[PAGE TEXT]
%%

The county originally consisted of the city of Sibiu and four districts (plăși):
1. Plasa Mercurea, headquartered at Mercurea
2. Plasa Ocna Sibiului, headquartered at Ocna Sibiului
3. Plasa Săliște, headquartered at Săliște
4. Plasa Sibiu, headquartered at Sibiu

A subsequent administrative division in 1937 had the county divided into the city of Sibiu and six districts:
1. Plasa Avrig, headquartered at Avrig
2. Plasa Mercurea, headquartered at Mercurea
3. Plasa Nocrich, headquartered at Nocrich
4. Plasa Ocna Sibiului, headquartered at Ocna Sibiului
5. Plasa Săliște, headquartered at Săliște
6. Plasa Sibiu, headquartered at Sibiu

=== Population ===

According to the census data of 1930, the county's population was 194,619, of which 62.0% were Romanians, 29.3% Germans, 4.7% Hungarians, as well as other minorities. In the religious aspect, the population consisted of 52.0% Eastern Orthodox, 27.8% Lutheran, 12.7% Greek Catholic, 4.0% Roman Catholic, 2.2% Reformed (Calvinist), as well as other minorities.

%%

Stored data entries

%%

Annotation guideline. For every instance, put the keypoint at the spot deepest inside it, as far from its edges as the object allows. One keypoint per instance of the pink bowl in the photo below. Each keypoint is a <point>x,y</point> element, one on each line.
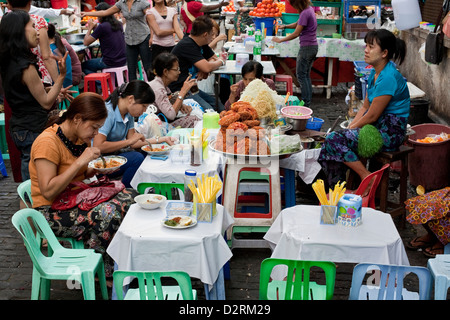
<point>296,112</point>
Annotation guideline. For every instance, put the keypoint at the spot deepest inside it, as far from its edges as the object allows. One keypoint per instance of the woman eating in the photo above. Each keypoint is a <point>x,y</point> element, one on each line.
<point>251,70</point>
<point>386,107</point>
<point>59,156</point>
<point>118,136</point>
<point>167,70</point>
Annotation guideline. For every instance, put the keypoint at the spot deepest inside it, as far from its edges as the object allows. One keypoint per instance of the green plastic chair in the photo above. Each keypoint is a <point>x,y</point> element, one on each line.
<point>297,285</point>
<point>65,264</point>
<point>151,288</point>
<point>25,189</point>
<point>164,189</point>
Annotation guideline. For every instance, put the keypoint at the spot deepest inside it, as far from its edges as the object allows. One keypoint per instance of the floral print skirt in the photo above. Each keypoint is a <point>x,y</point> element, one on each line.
<point>433,209</point>
<point>95,227</point>
<point>342,146</point>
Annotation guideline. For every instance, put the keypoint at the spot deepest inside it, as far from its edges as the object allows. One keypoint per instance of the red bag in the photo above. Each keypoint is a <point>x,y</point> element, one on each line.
<point>87,196</point>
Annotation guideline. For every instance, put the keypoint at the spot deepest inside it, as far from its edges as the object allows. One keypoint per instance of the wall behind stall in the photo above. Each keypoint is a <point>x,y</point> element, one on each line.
<point>434,80</point>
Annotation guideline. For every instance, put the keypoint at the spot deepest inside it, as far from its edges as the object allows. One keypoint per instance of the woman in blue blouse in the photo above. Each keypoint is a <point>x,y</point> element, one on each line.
<point>386,107</point>
<point>117,135</point>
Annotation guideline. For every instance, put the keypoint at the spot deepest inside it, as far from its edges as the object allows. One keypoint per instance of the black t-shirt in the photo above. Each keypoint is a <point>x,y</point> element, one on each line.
<point>27,113</point>
<point>188,52</point>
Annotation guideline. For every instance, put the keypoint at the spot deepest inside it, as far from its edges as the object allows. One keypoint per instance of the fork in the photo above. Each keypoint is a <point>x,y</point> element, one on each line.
<point>150,145</point>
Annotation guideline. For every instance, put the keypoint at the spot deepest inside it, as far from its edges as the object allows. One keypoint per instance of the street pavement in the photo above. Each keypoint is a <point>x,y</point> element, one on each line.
<point>16,267</point>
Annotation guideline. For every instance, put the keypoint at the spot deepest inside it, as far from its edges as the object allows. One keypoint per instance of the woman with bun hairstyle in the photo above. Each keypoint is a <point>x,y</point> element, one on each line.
<point>60,156</point>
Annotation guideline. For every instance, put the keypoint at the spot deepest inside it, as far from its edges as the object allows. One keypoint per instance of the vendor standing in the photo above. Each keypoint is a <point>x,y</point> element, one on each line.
<point>306,29</point>
<point>386,107</point>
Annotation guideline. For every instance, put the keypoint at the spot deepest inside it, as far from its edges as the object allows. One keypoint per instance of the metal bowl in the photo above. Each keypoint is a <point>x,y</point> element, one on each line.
<point>297,124</point>
<point>307,143</point>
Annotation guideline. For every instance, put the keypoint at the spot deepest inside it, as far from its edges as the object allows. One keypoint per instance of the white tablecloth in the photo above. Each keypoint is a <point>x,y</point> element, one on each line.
<point>343,49</point>
<point>152,170</point>
<point>142,243</point>
<point>297,234</point>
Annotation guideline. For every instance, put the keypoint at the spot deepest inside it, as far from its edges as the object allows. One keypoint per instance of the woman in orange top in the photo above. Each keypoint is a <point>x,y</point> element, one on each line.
<point>59,156</point>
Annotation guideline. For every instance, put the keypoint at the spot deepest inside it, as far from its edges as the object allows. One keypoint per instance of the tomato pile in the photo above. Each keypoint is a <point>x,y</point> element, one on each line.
<point>85,19</point>
<point>267,8</point>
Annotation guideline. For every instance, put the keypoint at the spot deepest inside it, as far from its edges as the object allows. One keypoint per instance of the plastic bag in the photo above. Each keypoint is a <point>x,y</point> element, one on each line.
<point>150,125</point>
<point>196,109</point>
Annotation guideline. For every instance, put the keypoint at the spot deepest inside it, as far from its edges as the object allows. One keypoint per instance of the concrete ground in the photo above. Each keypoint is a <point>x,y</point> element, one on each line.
<point>16,267</point>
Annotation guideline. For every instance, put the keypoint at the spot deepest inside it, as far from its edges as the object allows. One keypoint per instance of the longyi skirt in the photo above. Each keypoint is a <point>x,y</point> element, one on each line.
<point>342,146</point>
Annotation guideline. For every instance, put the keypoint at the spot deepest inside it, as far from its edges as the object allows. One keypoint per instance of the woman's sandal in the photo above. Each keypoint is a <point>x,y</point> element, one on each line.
<point>432,251</point>
<point>423,244</point>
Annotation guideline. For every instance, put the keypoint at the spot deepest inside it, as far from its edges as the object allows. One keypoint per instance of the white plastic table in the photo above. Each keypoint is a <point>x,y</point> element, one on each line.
<point>142,243</point>
<point>297,234</point>
<point>152,170</point>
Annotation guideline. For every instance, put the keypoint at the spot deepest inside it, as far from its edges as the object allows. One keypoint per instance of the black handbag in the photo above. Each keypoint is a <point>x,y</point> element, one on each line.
<point>434,45</point>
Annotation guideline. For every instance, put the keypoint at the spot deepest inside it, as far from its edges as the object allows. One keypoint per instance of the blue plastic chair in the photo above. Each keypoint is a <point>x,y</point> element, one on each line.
<point>297,285</point>
<point>390,284</point>
<point>151,288</point>
<point>65,264</point>
<point>25,189</point>
<point>440,270</point>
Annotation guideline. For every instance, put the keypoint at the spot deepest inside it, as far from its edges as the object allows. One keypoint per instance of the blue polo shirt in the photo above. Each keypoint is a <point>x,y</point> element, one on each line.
<point>115,128</point>
<point>390,82</point>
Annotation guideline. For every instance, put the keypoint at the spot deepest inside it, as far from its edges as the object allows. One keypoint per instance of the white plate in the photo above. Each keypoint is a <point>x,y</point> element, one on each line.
<point>150,201</point>
<point>120,159</point>
<point>194,222</point>
<point>159,146</point>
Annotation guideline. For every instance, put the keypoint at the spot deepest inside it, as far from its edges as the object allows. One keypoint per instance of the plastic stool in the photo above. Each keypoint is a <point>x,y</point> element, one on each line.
<point>440,270</point>
<point>117,75</point>
<point>105,80</point>
<point>287,79</point>
<point>230,194</point>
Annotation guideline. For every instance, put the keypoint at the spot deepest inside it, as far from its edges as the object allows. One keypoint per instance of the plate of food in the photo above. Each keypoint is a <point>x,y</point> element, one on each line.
<point>156,149</point>
<point>111,163</point>
<point>150,201</point>
<point>179,222</point>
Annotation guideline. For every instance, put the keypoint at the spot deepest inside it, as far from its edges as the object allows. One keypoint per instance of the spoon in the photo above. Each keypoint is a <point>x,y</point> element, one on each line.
<point>104,161</point>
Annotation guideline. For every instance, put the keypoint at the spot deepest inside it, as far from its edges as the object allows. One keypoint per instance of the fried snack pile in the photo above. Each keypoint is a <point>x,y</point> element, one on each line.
<point>262,98</point>
<point>240,132</point>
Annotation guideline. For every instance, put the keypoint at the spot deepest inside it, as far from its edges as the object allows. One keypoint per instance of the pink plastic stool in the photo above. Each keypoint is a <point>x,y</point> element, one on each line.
<point>105,80</point>
<point>285,78</point>
<point>119,74</point>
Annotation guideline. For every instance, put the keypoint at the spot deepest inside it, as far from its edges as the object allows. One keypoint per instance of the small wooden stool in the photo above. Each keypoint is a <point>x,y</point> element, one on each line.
<point>390,157</point>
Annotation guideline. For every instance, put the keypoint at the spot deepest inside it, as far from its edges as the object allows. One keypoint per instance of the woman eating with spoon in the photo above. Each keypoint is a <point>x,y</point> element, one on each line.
<point>117,136</point>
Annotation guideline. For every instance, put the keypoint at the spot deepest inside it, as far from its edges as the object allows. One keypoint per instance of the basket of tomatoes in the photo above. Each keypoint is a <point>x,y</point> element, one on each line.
<point>266,9</point>
<point>229,8</point>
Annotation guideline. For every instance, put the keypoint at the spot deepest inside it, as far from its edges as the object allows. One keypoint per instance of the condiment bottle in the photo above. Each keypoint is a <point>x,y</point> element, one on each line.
<point>196,151</point>
<point>189,175</point>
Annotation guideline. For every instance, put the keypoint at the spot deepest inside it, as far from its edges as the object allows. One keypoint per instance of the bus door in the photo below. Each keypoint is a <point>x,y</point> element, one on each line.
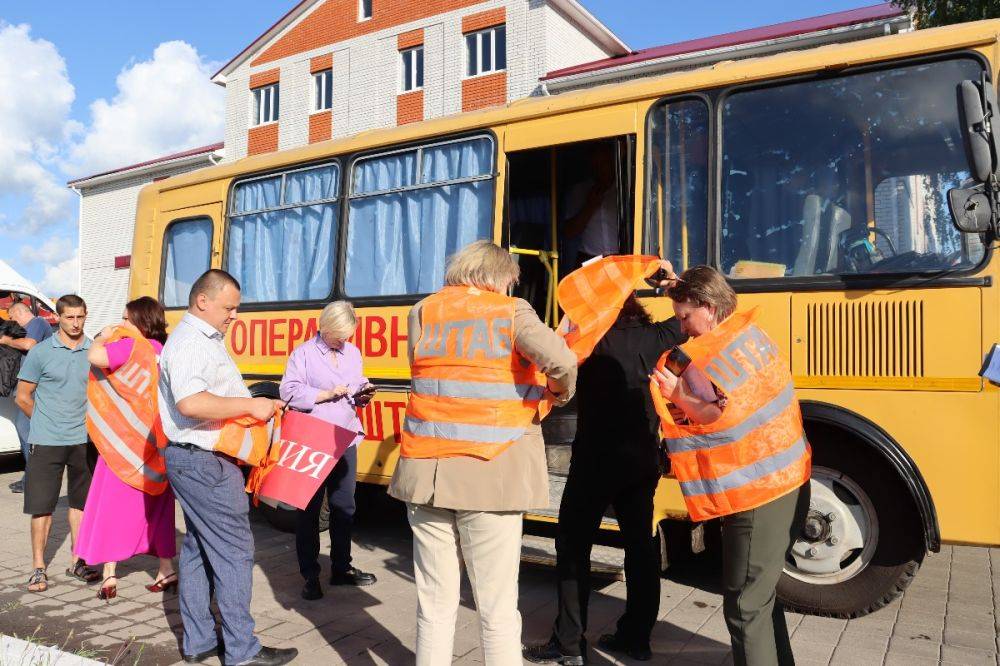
<point>566,204</point>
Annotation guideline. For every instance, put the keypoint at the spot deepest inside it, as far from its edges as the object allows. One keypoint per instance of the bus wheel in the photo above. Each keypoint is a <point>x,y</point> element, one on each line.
<point>860,546</point>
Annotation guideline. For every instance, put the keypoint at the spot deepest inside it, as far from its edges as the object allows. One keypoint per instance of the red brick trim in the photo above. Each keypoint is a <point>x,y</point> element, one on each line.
<point>320,126</point>
<point>483,20</point>
<point>408,40</point>
<point>263,139</point>
<point>410,107</point>
<point>484,91</point>
<point>321,63</point>
<point>265,78</point>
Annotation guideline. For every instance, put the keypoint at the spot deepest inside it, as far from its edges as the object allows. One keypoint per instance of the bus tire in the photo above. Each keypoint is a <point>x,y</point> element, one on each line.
<point>862,544</point>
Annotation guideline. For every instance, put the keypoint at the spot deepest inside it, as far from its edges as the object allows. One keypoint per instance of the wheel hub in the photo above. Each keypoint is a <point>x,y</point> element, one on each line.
<point>839,534</point>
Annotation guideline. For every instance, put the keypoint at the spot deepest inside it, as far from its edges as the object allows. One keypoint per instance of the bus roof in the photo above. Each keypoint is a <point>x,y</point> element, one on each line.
<point>835,56</point>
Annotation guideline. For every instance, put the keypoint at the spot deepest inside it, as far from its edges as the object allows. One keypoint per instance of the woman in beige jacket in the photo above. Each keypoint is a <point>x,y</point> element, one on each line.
<point>470,507</point>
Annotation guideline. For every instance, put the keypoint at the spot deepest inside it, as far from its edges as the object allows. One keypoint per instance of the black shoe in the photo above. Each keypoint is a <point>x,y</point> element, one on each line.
<point>311,591</point>
<point>201,656</point>
<point>551,653</point>
<point>271,657</point>
<point>614,643</point>
<point>353,577</point>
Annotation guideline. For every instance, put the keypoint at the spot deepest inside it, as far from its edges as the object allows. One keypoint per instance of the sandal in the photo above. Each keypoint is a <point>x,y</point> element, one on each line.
<point>82,572</point>
<point>108,592</point>
<point>39,581</point>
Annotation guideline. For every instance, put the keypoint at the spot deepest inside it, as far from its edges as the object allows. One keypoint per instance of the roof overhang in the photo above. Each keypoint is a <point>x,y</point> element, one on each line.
<point>864,23</point>
<point>207,155</point>
<point>596,30</point>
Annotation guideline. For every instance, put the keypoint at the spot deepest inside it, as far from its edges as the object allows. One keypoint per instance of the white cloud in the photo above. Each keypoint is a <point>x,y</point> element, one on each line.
<point>34,110</point>
<point>53,250</point>
<point>62,278</point>
<point>162,105</point>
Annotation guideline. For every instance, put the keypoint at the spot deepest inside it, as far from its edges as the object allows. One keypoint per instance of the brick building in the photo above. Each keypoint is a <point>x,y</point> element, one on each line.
<point>332,68</point>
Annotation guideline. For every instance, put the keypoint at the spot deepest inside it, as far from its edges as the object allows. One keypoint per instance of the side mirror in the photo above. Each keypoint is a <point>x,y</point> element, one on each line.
<point>971,210</point>
<point>977,104</point>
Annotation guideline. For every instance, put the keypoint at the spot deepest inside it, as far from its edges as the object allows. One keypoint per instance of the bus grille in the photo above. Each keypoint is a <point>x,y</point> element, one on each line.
<point>866,339</point>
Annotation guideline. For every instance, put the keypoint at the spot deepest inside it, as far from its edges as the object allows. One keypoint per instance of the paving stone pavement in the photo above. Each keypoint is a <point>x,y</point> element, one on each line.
<point>948,615</point>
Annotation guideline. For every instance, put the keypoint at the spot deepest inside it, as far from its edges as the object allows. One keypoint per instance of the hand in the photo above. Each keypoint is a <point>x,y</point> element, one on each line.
<point>261,409</point>
<point>666,381</point>
<point>336,393</point>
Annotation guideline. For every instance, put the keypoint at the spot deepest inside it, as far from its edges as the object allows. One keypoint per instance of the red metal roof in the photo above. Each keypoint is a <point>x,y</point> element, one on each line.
<point>776,31</point>
<point>158,160</point>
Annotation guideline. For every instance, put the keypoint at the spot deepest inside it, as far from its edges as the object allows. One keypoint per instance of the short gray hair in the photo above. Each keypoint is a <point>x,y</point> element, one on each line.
<point>339,320</point>
<point>482,264</point>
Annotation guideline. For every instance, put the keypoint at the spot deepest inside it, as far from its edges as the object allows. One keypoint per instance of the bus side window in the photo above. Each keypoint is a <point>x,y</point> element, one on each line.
<point>411,209</point>
<point>187,247</point>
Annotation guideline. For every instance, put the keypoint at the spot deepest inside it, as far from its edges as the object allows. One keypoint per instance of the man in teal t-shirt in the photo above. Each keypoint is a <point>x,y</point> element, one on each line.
<point>52,392</point>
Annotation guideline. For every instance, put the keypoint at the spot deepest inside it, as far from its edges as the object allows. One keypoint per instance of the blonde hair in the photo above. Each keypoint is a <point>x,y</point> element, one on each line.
<point>338,320</point>
<point>705,286</point>
<point>482,264</point>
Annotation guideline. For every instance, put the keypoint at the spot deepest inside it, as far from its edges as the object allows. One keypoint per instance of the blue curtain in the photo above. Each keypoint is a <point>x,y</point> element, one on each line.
<point>189,245</point>
<point>398,242</point>
<point>285,254</point>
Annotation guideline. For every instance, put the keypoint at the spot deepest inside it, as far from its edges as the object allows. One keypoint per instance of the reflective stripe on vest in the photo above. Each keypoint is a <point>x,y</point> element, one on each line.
<point>756,451</point>
<point>122,417</point>
<point>472,394</point>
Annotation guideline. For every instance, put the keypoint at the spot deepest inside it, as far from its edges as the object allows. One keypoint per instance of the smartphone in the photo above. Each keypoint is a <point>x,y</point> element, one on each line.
<point>677,361</point>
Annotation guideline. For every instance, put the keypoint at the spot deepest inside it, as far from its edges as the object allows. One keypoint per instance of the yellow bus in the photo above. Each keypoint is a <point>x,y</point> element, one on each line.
<point>816,179</point>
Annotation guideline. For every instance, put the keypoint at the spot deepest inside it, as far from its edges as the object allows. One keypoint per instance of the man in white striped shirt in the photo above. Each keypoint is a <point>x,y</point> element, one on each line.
<point>200,388</point>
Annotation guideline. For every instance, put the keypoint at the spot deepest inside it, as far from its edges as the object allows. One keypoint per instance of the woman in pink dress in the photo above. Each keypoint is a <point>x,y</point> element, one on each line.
<point>120,521</point>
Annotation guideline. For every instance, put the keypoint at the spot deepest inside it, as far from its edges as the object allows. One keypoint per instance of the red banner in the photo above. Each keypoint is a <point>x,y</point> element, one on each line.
<point>310,449</point>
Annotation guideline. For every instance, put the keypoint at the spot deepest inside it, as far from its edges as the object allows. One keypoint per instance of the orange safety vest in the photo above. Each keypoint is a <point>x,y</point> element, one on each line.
<point>123,419</point>
<point>472,393</point>
<point>592,297</point>
<point>756,451</point>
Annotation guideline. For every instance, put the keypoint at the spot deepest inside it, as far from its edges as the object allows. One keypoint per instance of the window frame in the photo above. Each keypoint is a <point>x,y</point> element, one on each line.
<point>403,90</point>
<point>256,107</point>
<point>348,196</point>
<point>362,15</point>
<point>163,254</point>
<point>717,97</point>
<point>478,34</point>
<point>319,86</point>
<point>306,304</point>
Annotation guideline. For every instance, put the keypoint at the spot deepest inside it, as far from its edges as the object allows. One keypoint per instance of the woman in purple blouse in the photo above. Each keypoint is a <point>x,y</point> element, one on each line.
<point>324,377</point>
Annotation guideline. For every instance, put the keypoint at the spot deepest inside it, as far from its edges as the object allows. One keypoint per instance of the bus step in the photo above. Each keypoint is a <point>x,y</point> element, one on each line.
<point>605,561</point>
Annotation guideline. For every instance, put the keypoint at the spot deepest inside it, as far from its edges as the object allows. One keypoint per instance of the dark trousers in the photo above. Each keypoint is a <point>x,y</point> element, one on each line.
<point>755,544</point>
<point>589,491</point>
<point>339,490</point>
<point>217,554</point>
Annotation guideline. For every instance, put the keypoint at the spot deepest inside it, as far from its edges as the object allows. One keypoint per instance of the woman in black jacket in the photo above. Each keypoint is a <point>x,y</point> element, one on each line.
<point>615,463</point>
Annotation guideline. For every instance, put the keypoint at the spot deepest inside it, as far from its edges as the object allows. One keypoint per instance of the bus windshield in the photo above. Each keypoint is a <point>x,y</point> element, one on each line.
<point>845,175</point>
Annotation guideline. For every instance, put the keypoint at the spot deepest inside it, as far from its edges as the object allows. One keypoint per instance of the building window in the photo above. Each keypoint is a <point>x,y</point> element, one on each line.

%%

[BRIEF 1]
Answer these questions from the text on the county's districts and population:
(a) Where was Plasa Nocrich headquartered in the 1937 division?
(b) What was the county's population in the 1930 census?
(c) What percentage of the population was Lutheran?
[BRIEF 2] Carry on the text on the county's districts and population, picking up after its final sentence.

[EXERCISE ANSWER 1]
(a) Nocrich
(b) 194,619
(c) 27.8%

[EXERCISE ANSWER 2]
==== Urban population ====

In 1930, the urban population was ethnically divided as follows: 43.8% Germans, 37.7% Romanians, 13.2% Hungarians, 2.7% Jews, as well as other minorities. As a mother tongue in the urban population, German was spoken by 44.7% of the population, followed by Romanian (38.5%), Hungarian (13.7%), Yiddish (1.4%), as well as other minority languages. From the religious point of view, the urban population was made up of 38.8% Lutheran, 31.5% Eastern Orthodox, 12.9% Roman Catholic, 7.5% Greek Catholic, 5.2% Reformed, 2.9% Jewish, as well as other minorities.